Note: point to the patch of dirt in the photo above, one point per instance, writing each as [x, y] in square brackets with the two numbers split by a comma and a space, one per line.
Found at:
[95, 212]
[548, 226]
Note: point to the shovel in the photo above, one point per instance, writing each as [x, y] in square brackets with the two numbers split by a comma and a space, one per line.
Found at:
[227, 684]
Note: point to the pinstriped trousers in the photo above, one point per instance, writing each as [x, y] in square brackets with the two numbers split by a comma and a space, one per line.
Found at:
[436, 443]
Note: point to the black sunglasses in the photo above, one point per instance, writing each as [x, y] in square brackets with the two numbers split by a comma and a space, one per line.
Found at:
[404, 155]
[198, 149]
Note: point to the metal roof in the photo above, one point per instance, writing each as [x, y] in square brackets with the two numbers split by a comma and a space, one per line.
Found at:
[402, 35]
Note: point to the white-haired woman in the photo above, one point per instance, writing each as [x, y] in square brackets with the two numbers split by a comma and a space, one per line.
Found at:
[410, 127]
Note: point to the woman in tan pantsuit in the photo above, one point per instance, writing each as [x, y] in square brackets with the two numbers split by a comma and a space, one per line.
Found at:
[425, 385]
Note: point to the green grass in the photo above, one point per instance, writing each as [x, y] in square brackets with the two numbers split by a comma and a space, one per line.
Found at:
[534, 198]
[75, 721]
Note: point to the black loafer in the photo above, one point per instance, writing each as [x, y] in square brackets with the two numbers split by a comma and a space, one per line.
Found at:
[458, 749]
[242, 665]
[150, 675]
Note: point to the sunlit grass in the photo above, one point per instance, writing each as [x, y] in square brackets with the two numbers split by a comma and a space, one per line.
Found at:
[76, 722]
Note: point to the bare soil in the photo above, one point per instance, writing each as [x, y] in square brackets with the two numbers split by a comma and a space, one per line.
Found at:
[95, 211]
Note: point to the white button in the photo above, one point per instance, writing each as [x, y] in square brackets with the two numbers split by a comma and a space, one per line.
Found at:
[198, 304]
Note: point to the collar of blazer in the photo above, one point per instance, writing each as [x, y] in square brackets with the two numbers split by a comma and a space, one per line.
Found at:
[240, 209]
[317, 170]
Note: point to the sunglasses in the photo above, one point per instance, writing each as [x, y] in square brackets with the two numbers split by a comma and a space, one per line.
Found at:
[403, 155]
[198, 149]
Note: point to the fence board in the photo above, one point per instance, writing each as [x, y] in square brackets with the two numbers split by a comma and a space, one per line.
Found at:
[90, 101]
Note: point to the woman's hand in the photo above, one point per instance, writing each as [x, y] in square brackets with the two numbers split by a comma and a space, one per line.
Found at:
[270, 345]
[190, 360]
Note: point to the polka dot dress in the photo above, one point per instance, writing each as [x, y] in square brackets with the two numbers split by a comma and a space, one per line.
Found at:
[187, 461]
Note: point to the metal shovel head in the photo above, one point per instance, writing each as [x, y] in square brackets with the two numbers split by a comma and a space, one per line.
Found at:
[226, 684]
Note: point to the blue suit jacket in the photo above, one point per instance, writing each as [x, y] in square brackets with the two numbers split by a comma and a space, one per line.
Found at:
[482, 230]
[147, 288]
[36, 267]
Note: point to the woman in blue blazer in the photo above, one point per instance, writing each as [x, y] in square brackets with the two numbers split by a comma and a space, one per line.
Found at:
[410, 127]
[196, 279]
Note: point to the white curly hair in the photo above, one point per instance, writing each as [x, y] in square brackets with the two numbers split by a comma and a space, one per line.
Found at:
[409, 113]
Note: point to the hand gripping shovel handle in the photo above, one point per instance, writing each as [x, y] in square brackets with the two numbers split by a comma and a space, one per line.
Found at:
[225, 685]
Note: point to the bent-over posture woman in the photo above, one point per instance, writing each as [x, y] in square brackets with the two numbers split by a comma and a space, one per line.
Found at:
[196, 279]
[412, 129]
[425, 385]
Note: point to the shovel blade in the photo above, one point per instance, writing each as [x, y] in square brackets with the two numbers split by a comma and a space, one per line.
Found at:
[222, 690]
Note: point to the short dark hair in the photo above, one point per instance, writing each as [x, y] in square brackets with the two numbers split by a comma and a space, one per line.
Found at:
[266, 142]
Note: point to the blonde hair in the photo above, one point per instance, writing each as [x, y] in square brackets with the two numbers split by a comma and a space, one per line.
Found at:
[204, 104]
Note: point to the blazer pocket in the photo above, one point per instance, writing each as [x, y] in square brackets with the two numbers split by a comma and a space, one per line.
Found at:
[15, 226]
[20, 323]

•••••

Goal: Reproduce every line of the material above exactly.

Answer to the task:
Note: point to the patch of dirt in the photo above, one point per instance, writing each as [x, y] in square brackets with the two numbers split by a comma and a space, one per line.
Found at:
[95, 212]
[548, 226]
Note: point to the shovel in the photo above, one point per instance, writing each as [x, y] in square brackets with the two numbers split by a comma and a space, one per line.
Found at:
[227, 684]
Note: point to the pinstriped trousers in the photo above, one point per instance, writing each as [x, y] in square brackets with the two numbers split by a comma and a space, one per line.
Found at:
[436, 443]
Note: point to the black sunglasses in the photo above, one point per instance, writing each as [x, y] in square brackets with the two numbers split by a comma and a space, one per line.
Found at:
[404, 155]
[198, 149]
Note: point to the metal roof in the photo above, one point per instance, writing each as [x, y] in square brackets with the two numbers split by a comma and a space, one per line.
Found at:
[402, 35]
Note: point to the white-haired woman in the photo above, one point per instance, writing each as [x, y] in square brackets with the two numbers split by a comma and a space, one per line.
Found at:
[410, 127]
Note: point to the woman in tan pantsuit in the photo above, one point per instance, writing each as [x, y] in square brackets with the two numbers split by a comma and a space, one per line.
Found at:
[425, 385]
Note: point to the green grass in the photo above, one point per instance, writing each as [x, y] in square brackets with the two numbers split by a comma and a space, one per line.
Found at:
[534, 198]
[75, 721]
Note: point to the black loafer in the photo above, one point per instance, writing each as [x, y] in square brackets with the two numbers split by a comma and a space, one per line.
Found at:
[458, 749]
[242, 665]
[150, 675]
Note: point to the sunlit grass in the photo above, one point per instance, writing each as [x, y] in square brackets with the two numbers split by a comma and a space, one per line.
Found at:
[76, 722]
Note: point to the bare soil in the photo above, one point per instance, writing each as [x, y] in square brackets with the two numbers split by a comma and a space, one per line.
Found at:
[95, 211]
Note: point to the white button in the photo above, one point per instance, writing each as [x, y] in square brackets with the two numbers split by a comma and a space, one per line.
Found at:
[198, 304]
Note: point to the collar of blazer in the photo above, one point per instance, writing each as [x, y] in square brackets with the two numbers split by a comma and a space, one per line.
Found at:
[240, 209]
[317, 170]
Note: point to the sunglasses in the photo above, one point per instance, writing each as [x, y] in square brackets with the two numbers split by a comma and a space, one per line.
Found at:
[403, 155]
[198, 149]
Note: point to the fence board in the photo above, one point per instance, writing each as [x, y] in square brackets with the two numbers split by a comma and a space, one per line.
Found at:
[90, 101]
Note: point to the woman's hand in the photo above, one point per instance, writing each as [x, y] in square brackets with the two numbers split by a comma and a space, one per line.
Found at:
[270, 345]
[190, 360]
Note: point to the polka dot dress in the photo above, one point per instance, writing each as [x, y] in square brackets with the two numbers split by a comma and a space, one per line.
Found at:
[187, 461]
Note: point to the metal shovel head in the photo above, one point per instance, writing each as [x, y] in square brackets with the two numbers split by a comma and a space, one per line.
Found at:
[226, 684]
Note: point to the blue suit jacket in the photo above, one point per instance, writing each as [x, y] in square brackets with the two numbers split by a comma and a space, one per line.
Found at:
[482, 230]
[147, 288]
[36, 267]
Note: point to the woman in blue blazer in the photo above, one point per instance, writing each as [x, y] in square brackets with the two numbers split by a comma and a space, one per line.
Found at:
[410, 127]
[196, 279]
Note: point to the white curly hair in the photo above, one point per instance, writing each as [x, y] in square brackets with the two numbers split by a comma and a space, one per line.
Found at:
[409, 113]
Note: point to the hand gripping shovel handle in the photo above, one point per instance, writing each as [x, y] in square brackets with the two numbers split by a comma and a space, one per line.
Found at:
[225, 685]
Note: point to the bent-over posture woman in the photo above, one point per instance, writing each as [x, y] in square brackets with the two numbers split by a comma and a space, one per line.
Found at:
[196, 279]
[412, 129]
[425, 385]
Note: point to the shovel blade in the photo above, one point per instance, writing each as [x, y] in square brackets with the two numbers split by a comma and a space, one per line.
Found at:
[222, 690]
Note: point to the short dark hair in the photo above, one point per instance, writing each as [x, y] in square brackets with the two numbers split by a comma and a space, one per line.
Found at:
[266, 142]
Note: point to the blonde hair in the photo above, one point per instance, writing each as [x, y] in square brackets with the two numbers split by a comma and a space, one per line.
Found at:
[204, 104]
Note: point to the blazer pocket in the photo above, one point per instance, writing each as [x, y] in square brackets with the two numbers split by a comma and a space, one per line.
Found at:
[15, 226]
[20, 323]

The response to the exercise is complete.